_DATASET EXCERPTS_.
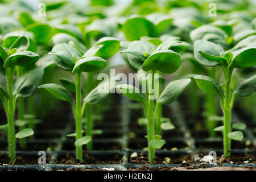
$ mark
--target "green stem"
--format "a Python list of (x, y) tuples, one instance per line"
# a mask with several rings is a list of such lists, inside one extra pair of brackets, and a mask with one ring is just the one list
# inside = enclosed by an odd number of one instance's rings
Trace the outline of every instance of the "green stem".
[[(209, 76), (213, 79), (216, 78), (216, 68), (211, 68), (208, 72)], [(205, 122), (207, 128), (208, 130), (209, 135), (210, 137), (216, 136), (216, 132), (213, 130), (216, 127), (217, 122), (212, 121), (210, 117), (216, 115), (217, 102), (215, 93), (207, 93), (205, 95)]]
[(155, 84), (154, 72), (151, 71), (151, 81), (150, 82), (149, 94), (148, 94), (148, 108), (147, 113), (147, 135), (148, 135), (148, 160), (150, 162), (153, 162), (155, 158), (155, 148), (150, 146), (149, 143), (154, 140), (154, 87)]
[[(35, 115), (35, 110), (34, 110), (34, 97), (28, 97), (27, 100), (27, 113), (30, 115)], [(28, 127), (32, 129), (33, 130), (35, 129), (35, 123), (34, 119), (31, 119), (29, 121), (28, 123)], [(33, 138), (34, 135), (31, 136), (30, 138)]]
[(15, 158), (15, 145), (16, 138), (15, 129), (14, 126), (14, 113), (15, 113), (15, 103), (13, 96), (13, 83), (14, 68), (11, 67), (6, 69), (6, 78), (7, 80), (7, 91), (10, 95), (10, 99), (7, 101), (7, 121), (8, 121), (8, 145), (9, 148), (9, 157), (10, 162), (13, 163)]
[[(22, 121), (25, 119), (25, 114), (24, 114), (24, 98), (19, 98), (18, 99), (18, 105), (19, 105), (19, 119)], [(19, 130), (22, 131), (26, 128), (26, 125), (22, 125), (19, 127)], [(21, 148), (25, 148), (26, 147), (26, 138), (21, 138), (19, 139), (19, 145)]]
[[(23, 74), (22, 68), (20, 67), (16, 67), (17, 70), (17, 76), (18, 77), (20, 77), (22, 76)], [(19, 98), (18, 100), (18, 111), (19, 113), (19, 119), (24, 121), (25, 119), (25, 110), (24, 110), (24, 98)], [(26, 125), (21, 126), (19, 127), (19, 131), (22, 131), (26, 128)], [(19, 146), (20, 148), (24, 149), (26, 148), (26, 138), (21, 138), (19, 139)]]
[[(76, 75), (76, 140), (82, 138), (82, 113), (81, 113), (81, 73)], [(82, 160), (82, 147), (76, 147), (76, 158)]]
[[(93, 75), (92, 73), (87, 73), (87, 82), (86, 82), (86, 93), (90, 93), (92, 90), (92, 82)], [(86, 117), (86, 135), (90, 136), (92, 138), (92, 130), (93, 128), (93, 120), (92, 119), (92, 105), (87, 104), (86, 109), (85, 111)], [(92, 150), (92, 141), (87, 143), (86, 148), (88, 150)]]
[(225, 74), (225, 97), (222, 106), (224, 113), (224, 157), (229, 159), (230, 156), (231, 139), (228, 137), (229, 133), (231, 132), (231, 109), (230, 107), (230, 81), (232, 76), (232, 70), (226, 69)]
[(207, 93), (205, 96), (205, 122), (210, 137), (215, 137), (216, 133), (213, 130), (217, 122), (212, 121), (210, 117), (216, 115), (217, 103), (215, 93)]
[[(161, 84), (160, 83), (158, 83), (157, 86), (158, 87), (158, 96), (160, 96), (162, 93)], [(155, 125), (156, 125), (155, 134), (156, 135), (159, 135), (160, 136), (162, 135), (162, 129), (161, 129), (162, 118), (162, 104), (159, 104), (155, 121)]]

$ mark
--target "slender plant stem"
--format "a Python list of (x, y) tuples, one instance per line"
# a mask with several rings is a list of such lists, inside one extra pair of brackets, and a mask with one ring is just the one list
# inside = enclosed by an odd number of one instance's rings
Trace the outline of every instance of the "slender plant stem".
[(148, 94), (148, 108), (147, 113), (147, 135), (148, 135), (148, 159), (150, 162), (153, 162), (155, 158), (155, 148), (149, 144), (150, 141), (154, 140), (154, 89), (155, 85), (154, 72), (151, 71), (151, 80), (150, 82), (149, 94)]
[(10, 162), (14, 161), (15, 158), (15, 145), (16, 138), (15, 129), (14, 126), (15, 103), (14, 103), (14, 97), (13, 96), (13, 83), (14, 68), (6, 69), (6, 78), (7, 81), (7, 91), (10, 99), (8, 100), (6, 110), (7, 111), (8, 121), (8, 145), (9, 147), (9, 157)]
[[(18, 105), (19, 105), (19, 119), (24, 121), (25, 119), (25, 114), (24, 114), (24, 98), (19, 98), (18, 100)], [(19, 127), (19, 131), (22, 131), (26, 128), (26, 125), (22, 125)], [(20, 138), (19, 139), (19, 145), (21, 148), (25, 148), (26, 147), (26, 138)]]
[[(210, 68), (208, 73), (210, 77), (215, 79), (216, 75), (216, 68)], [(216, 136), (216, 132), (213, 130), (216, 127), (217, 122), (211, 119), (212, 116), (216, 115), (217, 102), (216, 96), (215, 93), (207, 93), (205, 94), (205, 125), (210, 137)]]
[[(82, 138), (82, 112), (81, 112), (81, 73), (76, 75), (76, 140)], [(82, 147), (76, 147), (76, 158), (82, 160)]]
[(210, 137), (215, 137), (216, 132), (213, 130), (217, 122), (211, 119), (211, 117), (216, 115), (217, 102), (215, 93), (207, 93), (205, 95), (205, 122)]
[[(162, 93), (162, 87), (161, 84), (158, 82), (157, 86), (158, 87), (158, 96), (160, 96)], [(158, 105), (158, 111), (156, 113), (156, 118), (155, 120), (155, 134), (156, 135), (162, 135), (162, 104), (159, 104)]]
[(230, 107), (230, 82), (231, 82), (232, 71), (228, 69), (226, 71), (225, 83), (225, 94), (223, 111), (224, 113), (224, 157), (225, 159), (229, 159), (230, 156), (231, 139), (228, 137), (229, 133), (231, 132), (231, 109)]
[[(20, 67), (17, 67), (17, 76), (18, 77), (20, 77), (22, 75), (22, 68)], [(25, 109), (24, 109), (24, 98), (19, 98), (18, 100), (18, 111), (19, 113), (19, 119), (24, 121), (25, 119)], [(19, 130), (22, 131), (26, 128), (26, 125), (20, 126), (19, 127)], [(19, 139), (19, 146), (20, 146), (21, 148), (25, 148), (26, 147), (26, 138), (20, 138)]]
[[(28, 97), (27, 100), (27, 113), (30, 115), (35, 115), (35, 109), (34, 109), (34, 97)], [(34, 119), (31, 118), (29, 121), (28, 127), (32, 129), (35, 129), (35, 122)], [(30, 136), (30, 138), (33, 138), (34, 135)]]
[[(87, 82), (86, 82), (86, 93), (89, 94), (92, 90), (92, 82), (93, 75), (92, 73), (87, 73)], [(93, 120), (92, 118), (92, 105), (87, 104), (86, 109), (85, 111), (86, 116), (86, 135), (90, 136), (92, 138), (92, 130), (93, 127)], [(92, 141), (87, 143), (86, 148), (88, 150), (92, 150)]]

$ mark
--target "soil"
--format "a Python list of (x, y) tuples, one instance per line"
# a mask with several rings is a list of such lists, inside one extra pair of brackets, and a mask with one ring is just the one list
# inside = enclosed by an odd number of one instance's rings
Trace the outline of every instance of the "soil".
[(76, 159), (71, 152), (69, 152), (62, 158), (59, 156), (56, 163), (61, 164), (118, 164), (123, 161), (122, 157), (118, 154), (114, 155), (92, 155), (84, 152), (82, 156), (84, 160)]
[[(19, 164), (38, 164), (38, 156), (36, 155), (27, 155), (20, 156), (17, 155), (13, 165)], [(49, 163), (51, 156), (47, 155), (46, 163)], [(12, 165), (13, 163), (10, 163), (10, 158), (8, 155), (0, 154), (0, 165)]]
[[(204, 155), (208, 155), (206, 152), (198, 153), (197, 154), (200, 159), (203, 158)], [(189, 166), (189, 163), (200, 163), (199, 160), (196, 161), (194, 160), (194, 155), (182, 155), (180, 156), (161, 156), (157, 155), (155, 158), (155, 162), (151, 164), (163, 164), (163, 162), (166, 160), (166, 158), (168, 158), (171, 159), (170, 164), (181, 164), (185, 160), (186, 163), (183, 164), (184, 166)], [(140, 153), (137, 158), (132, 159), (129, 158), (129, 162), (133, 164), (150, 164), (148, 159), (147, 154)], [(222, 163), (230, 163), (230, 162), (232, 162), (233, 164), (245, 164), (245, 161), (248, 161), (250, 163), (256, 163), (256, 155), (249, 154), (245, 154), (243, 156), (232, 155), (229, 160), (224, 159), (222, 156), (217, 156), (217, 163), (219, 165), (221, 165)]]

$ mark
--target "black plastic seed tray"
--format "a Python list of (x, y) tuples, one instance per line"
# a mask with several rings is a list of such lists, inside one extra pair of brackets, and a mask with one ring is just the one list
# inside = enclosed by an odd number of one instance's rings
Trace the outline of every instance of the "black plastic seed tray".
[[(159, 163), (149, 164), (147, 162), (147, 151), (145, 148), (147, 140), (144, 137), (146, 135), (146, 131), (143, 127), (138, 125), (137, 122), (142, 113), (139, 106), (133, 102), (133, 106), (129, 107), (131, 101), (121, 95), (115, 95), (114, 98), (115, 102), (122, 103), (122, 106), (112, 107), (112, 110), (104, 111), (102, 121), (95, 121), (95, 129), (101, 129), (103, 133), (101, 135), (95, 136), (93, 143), (93, 151), (86, 152), (84, 146), (84, 162), (77, 162), (77, 164), (69, 163), (73, 163), (76, 159), (75, 139), (67, 137), (67, 134), (75, 131), (72, 113), (67, 109), (62, 115), (62, 118), (65, 118), (64, 120), (45, 121), (43, 124), (38, 126), (34, 139), (27, 141), (27, 148), (30, 149), (28, 151), (20, 150), (17, 142), (17, 159), (21, 157), (27, 159), (26, 165), (15, 163), (10, 165), (1, 162), (0, 170), (90, 170), (102, 169), (104, 168), (127, 170), (143, 169), (145, 166), (150, 167), (151, 169), (157, 169), (199, 164), (202, 164), (199, 166), (201, 167), (203, 166), (204, 167), (220, 166), (256, 167), (256, 164), (253, 163), (210, 164), (199, 163), (197, 160), (185, 163), (183, 160), (186, 160), (188, 158), (193, 157), (198, 154), (201, 154), (202, 156), (208, 155), (210, 151), (214, 151), (217, 156), (221, 156), (223, 153), (223, 150), (221, 149), (222, 140), (221, 137), (213, 139), (208, 138), (205, 131), (197, 131), (189, 127), (189, 122), (186, 121), (185, 116), (183, 115), (179, 102), (175, 102), (164, 109), (164, 117), (170, 117), (176, 129), (163, 131), (163, 136), (166, 141), (166, 144), (163, 149), (156, 151), (156, 161)], [(54, 114), (55, 118), (58, 118), (58, 113), (56, 112)], [(242, 122), (235, 114), (233, 113), (233, 121)], [(255, 131), (253, 127), (250, 127), (249, 122), (247, 121), (246, 124), (248, 127), (244, 133), (245, 138), (243, 141), (232, 141), (232, 155), (243, 156), (247, 154), (256, 154), (254, 147), (256, 145)], [(56, 129), (54, 127), (55, 125), (58, 126)], [(204, 136), (202, 138), (201, 136)], [(5, 155), (7, 156), (8, 151), (6, 140), (3, 137), (0, 138), (0, 155), (2, 158)], [(251, 141), (250, 146), (246, 145), (246, 140)], [(46, 164), (36, 164), (39, 157), (38, 155), (39, 150), (46, 152)], [(137, 153), (137, 158), (131, 158), (131, 154), (134, 152)], [(166, 158), (169, 158), (172, 162), (170, 164), (163, 163), (161, 160)]]

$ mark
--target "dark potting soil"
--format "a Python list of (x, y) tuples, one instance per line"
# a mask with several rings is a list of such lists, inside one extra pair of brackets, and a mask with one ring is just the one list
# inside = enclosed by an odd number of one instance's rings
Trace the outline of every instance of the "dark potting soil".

_STATED GOAL_.
Count the lines in the records above that contain the string "green", with case taken into account. Reply with the number alone.

_SOLUTION TO THIS TASK_.
2